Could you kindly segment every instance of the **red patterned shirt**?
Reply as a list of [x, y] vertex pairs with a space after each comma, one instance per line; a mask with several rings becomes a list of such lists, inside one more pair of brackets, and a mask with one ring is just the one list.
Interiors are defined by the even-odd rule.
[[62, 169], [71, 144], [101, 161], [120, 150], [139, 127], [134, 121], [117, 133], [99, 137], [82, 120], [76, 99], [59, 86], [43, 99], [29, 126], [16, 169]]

☆ ☆ ☆ ☆ ☆

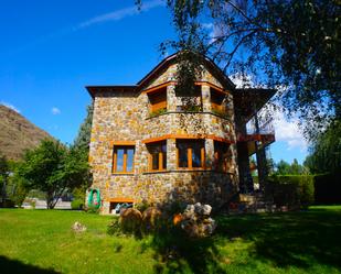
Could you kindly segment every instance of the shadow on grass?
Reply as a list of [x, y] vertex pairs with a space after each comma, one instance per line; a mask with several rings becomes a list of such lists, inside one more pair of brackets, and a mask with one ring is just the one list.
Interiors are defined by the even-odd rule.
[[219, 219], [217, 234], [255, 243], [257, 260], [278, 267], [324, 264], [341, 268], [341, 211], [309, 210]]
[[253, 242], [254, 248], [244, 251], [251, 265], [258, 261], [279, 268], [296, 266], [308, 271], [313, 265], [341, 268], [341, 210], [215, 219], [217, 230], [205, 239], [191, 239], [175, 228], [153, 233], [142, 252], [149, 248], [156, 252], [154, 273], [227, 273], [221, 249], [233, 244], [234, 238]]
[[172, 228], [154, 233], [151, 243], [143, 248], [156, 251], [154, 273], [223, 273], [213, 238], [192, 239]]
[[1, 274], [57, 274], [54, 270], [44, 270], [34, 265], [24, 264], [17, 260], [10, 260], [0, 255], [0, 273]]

☆ ☆ ☆ ☆ ☆

Written task:
Rewrite the records from the line containing "Could you kindly segment every instance of the **red" through the line containing "126], [16, 169]]", inclusive, as a JSON list of strings with one string per line and blank lines left out.

Output:
[
  "Could you kindly segment every instance of the **red patterned shirt**?",
  "Reply as a list of [x, y] vertex pairs with a space after each comma, one instance per line; a mask with several rings becomes a list of such lists, inside one more pair of brackets, and a mask with one ring is just the one list.",
  "Interiors are defined by the even-odd rule.",
  "[[62, 169], [71, 144], [101, 161], [120, 150], [139, 127], [134, 121], [117, 133], [99, 137], [82, 120], [76, 99], [59, 86], [43, 99], [29, 126], [16, 169]]"
]